[Supplied material Boundary: Start]

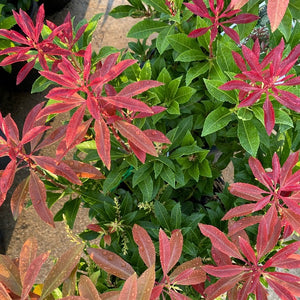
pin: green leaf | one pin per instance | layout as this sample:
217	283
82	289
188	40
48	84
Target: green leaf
186	150
146	187
180	131
194	172
158	5
184	94
191	55
181	42
141	174
158	166
220	95
281	117
285	26
162	215
121	11
176	217
244	114
168	176
114	178
162	42
195	71
174	108
248	136
204	169
69	210
143	29
216	120
62	269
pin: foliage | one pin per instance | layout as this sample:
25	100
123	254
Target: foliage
151	131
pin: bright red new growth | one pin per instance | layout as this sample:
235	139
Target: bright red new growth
219	18
265	78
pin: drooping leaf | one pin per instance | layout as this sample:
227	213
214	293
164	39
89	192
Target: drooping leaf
111	263
87	289
145	244
129	290
37	192
220	241
62	269
145	283
18	197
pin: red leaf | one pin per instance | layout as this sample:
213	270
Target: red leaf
136	136
242	223
221	286
61	169
74	124
38	197
236	84
276	10
195	277
220	241
176	243
128	103
87	289
27	255
246	191
247	251
164	251
138	87
84	170
24	71
269	116
18	197
145	244
225	270
32	272
7	178
102	139
145	283
129	290
111	263
33	133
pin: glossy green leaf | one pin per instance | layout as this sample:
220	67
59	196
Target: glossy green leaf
248	136
144	28
216	120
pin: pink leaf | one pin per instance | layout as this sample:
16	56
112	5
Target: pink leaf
164	251
136	136
176	244
57	168
111	263
129	290
87	289
138	87
220	241
103	141
156	136
145	244
18	197
276	10
246	191
38	197
84	170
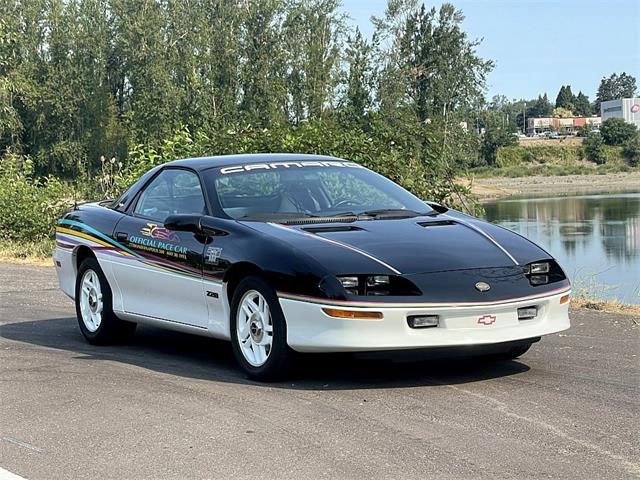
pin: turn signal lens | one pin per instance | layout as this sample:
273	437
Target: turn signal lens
423	321
527	313
352	314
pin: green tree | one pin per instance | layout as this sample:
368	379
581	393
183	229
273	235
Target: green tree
431	65
615	131
261	74
359	77
614	87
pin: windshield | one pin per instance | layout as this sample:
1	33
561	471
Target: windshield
309	189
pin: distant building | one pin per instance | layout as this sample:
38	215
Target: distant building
564	126
626	108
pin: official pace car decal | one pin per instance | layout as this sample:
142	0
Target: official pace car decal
71	233
154	231
153	242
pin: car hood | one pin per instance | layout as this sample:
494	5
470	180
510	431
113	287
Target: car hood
406	246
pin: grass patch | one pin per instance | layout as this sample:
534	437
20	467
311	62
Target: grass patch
556	170
608	306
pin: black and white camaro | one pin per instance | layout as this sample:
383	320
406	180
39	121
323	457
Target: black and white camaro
302	253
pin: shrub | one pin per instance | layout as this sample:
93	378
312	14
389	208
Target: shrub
29	207
615	131
631	150
593	147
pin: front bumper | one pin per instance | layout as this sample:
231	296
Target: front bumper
309	329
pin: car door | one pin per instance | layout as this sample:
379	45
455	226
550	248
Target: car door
162	278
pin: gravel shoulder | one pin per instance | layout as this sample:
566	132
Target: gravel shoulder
170	405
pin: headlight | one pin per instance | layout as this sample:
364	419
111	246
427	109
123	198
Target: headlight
377	285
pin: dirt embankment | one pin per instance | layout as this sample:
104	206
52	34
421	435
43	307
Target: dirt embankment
498	187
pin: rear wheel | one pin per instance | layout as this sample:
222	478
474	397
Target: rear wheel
96	319
259	331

[Supplied material Boundary: End]

**The task:** Output the data exactly. Pictures don't belong in the result.

**Result:**
pin: green leaf | one pin per instance | layout as this sample:
217	283
82	289
188	40
48	84
Target: green leaf
186	150
146	187
180	131
194	172
158	5
184	94
191	55
181	42
141	174
158	166
220	95
281	117
285	26
162	215
121	11
176	217
244	114
168	176
114	178
162	42
195	71
174	108
248	136
204	169
69	210
143	29
216	120
62	269
pin: foliage | one pin per instance | layout as this sample:
25	100
123	254
Target: foliage
151	131
pin: bright red new growth | one pin per instance | layout as this sample:
235	139
Target: bright red new growth
219	18
265	78
pin: drooping leaf | one pin per instance | layout as this sample:
227	213
214	293
164	39
89	192
Target: drooping leaf
111	263
87	289
145	244
129	290
37	192
220	241
62	269
145	283
18	197
pin: red leaf | one pin per instance | layout as this sample:
213	270
Target: red leaf
136	136
242	223
221	286
61	169
74	124
38	197
236	84
276	10
195	277
220	241
176	243
128	103
87	289
27	255
246	191
247	251
164	251
138	87
84	170
24	71
269	116
18	197
145	244
225	270
32	272
7	178
102	139
145	283
129	290
111	263
33	133
pin: glossy green leaf | one pin per instance | layout as this sample:
220	67
59	196
Target: glossy green leaf
248	136
144	28
216	120
pin: pink leaf | one pin per instance | layout as this sample:
16	56
112	5
Target: pink leaf
164	251
136	136
176	244
57	168
111	263
129	290
87	289
138	87
220	241
103	141
156	136
145	244
18	197
276	10
246	191
38	197
84	170
pin: turn signal lens | one pin per instance | layout as this sample:
273	437
Target: turn signal lens
423	321
527	313
352	314
pin: green tree | one pin per instance | layout as this sample:
368	379
581	393
183	229
273	235
Target: green tree
431	65
615	131
261	74
359	77
614	87
pin: windshield | one pin per instance | layout as this sample:
1	33
561	471
Target: windshield
309	189
pin: distant building | one pin per instance | layout as this sample:
38	215
Target: distant building
564	126
626	108
pin: official pace car decal | one pin per instance | layout as this sample:
142	0
Target: official pace car decal
71	233
154	231
153	242
pin: car hood | one pin per instance | layout as this sample:
494	5
470	180
510	431
113	287
Target: car hood
406	246
pin: grass patch | one pin per instance | layout as this sample:
534	437
20	467
311	62
Target: grass patch
556	170
608	306
pin: black and white camaro | one pin per instance | layout as this sample:
383	320
406	180
39	121
323	457
Target: black and white camaro
302	253
pin: shrub | one pin per instance | layout as this sample:
93	378
312	14
389	208
Target: shrub
29	207
615	131
631	150
593	147
pin: front bumper | one pin per instance | layout as this sample:
231	296
Target: front bumper
309	329
pin: car door | one pin per instance | layout as this sample:
379	45
455	226
550	248
Target: car door
162	278
pin: gravel shoulder | one pin per instance | layout as this sample:
566	132
Target: gravel shoulder
170	405
pin: headlight | one pin per instance | layout as this sample:
364	419
111	246
427	109
123	198
Target: headlight
377	285
pin: dirt embankment | one pin per instance | layout as this sample:
104	206
52	34
421	435
43	307
Target: dirt embankment
498	187
pin: rear wheel | one pin per instance | layout as this sample:
222	478
474	397
Target: rear wheel
96	319
259	331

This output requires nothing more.